**Problems to work on**
[1] Print the passage of the Rob Ford article starting at "Skip to main" and ending at "outlet Fox News.".
[2] Please condense the paragraph of the Rob Ford article that begins "Rob Ford has famously built" into a shorter version that keeps its main facts.

Skip to main content
broadcasting

Defeated at city council, underwater in the polls, and beaten up daily in some quarters of the Toronto media, Mayor Rob Ford is adopting a new communications strategy and taking his message directly to the people. On Sunday, he and his brother Doug, a local councillor who often acts as the mayor's attack dog, will make their debut as talk radio hosts on the city's Newstalk 1010.

The approach echoes that of some U.S. politicians, like the plain-spoken former vice-presidential candidate Sarah Palin, who blames "the lamestream media" for her troubles even as she enjoys a comfortable perch as a pundit on the friendly cable outlet Fox News.

On Thursday morning, Doug Ford made it clear he believed the media are to blame for his brother's problems. "You're going to get the straight goods from Rob and I," Mr. Ford promised Newstalk 1010 listeners during an interview with host Jerry Agar. "You aren't going to have the media twisting it around like they've been twisting it around for the last year and a half."

Rob Ford has famously built his success from one-on-one connections with voters, returning constituents' phone calls late into the night even after becoming mayor in December, 2010. But the approach has its limitations, and with some members of council smelling blood, and antagonistic media outlets such as the Toronto Star celebrating each recent stumble, his administration believes disenchanted voters' support will be rekindled if only they can hear from him directly.

On Thursday, an op-ed piece under the mayor's byline in The Globe and Mail reaffirmed Mr. Ford's belief in the primacy of subways.

Newstalk, meanwhile, has regularly provided the mayor with a friendly platform. It is often where he floats policy trial balloons – such as his idea of privatizing social housing – and makes more personal announcements, such as his pledge last month to lose weight.

**Data extract**
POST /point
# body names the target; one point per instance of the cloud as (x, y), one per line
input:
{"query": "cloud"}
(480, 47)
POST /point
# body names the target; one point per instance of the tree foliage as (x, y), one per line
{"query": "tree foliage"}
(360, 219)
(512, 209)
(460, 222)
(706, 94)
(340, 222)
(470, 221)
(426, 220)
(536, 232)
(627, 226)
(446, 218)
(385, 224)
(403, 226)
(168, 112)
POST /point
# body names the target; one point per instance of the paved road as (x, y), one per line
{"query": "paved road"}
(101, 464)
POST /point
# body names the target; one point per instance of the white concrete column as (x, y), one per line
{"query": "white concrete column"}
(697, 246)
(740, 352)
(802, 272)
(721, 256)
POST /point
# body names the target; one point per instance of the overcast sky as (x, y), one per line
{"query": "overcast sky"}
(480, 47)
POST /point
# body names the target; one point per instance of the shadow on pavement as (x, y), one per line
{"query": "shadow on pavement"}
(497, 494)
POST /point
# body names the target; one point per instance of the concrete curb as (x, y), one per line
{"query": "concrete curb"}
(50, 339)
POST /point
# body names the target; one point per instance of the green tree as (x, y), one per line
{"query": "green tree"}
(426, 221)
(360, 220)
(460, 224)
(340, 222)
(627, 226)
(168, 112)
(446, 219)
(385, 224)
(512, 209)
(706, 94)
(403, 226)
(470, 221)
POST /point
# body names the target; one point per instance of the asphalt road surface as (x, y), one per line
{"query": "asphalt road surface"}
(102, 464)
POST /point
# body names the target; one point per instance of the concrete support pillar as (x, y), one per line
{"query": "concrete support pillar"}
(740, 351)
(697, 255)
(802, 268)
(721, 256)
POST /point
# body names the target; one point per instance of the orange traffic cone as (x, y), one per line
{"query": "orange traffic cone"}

**Final results**
[1]
Skip to main content
broadcasting

Defeated at city council, underwater in the polls, and beaten up daily in some quarters of the Toronto media, Mayor Rob Ford is adopting a new communications strategy and taking his message directly to the people. On Sunday, he and his brother Doug, a local councillor who often acts as the mayor's attack dog, will make their debut as talk radio hosts on the city's Newstalk 1010.

The approach echoes that of some U.S. politicians, like the plain-spoken former vice-presidential candidate Sarah Palin, who blames "the lamestream media" for her troubles even as she enjoys a comfortable perch as a pundit on the friendly cable outlet Fox News.

[2] Rob Ford built his success on one-on-one contact with voters and kept returning constituents' late-night calls after becoming mayor in December 2010. That approach has limits. With some council members smelling blood and hostile outlets like the Toronto Star celebrating each stumble, his administration believes disenchanted voters will back him again if they hear from him directly.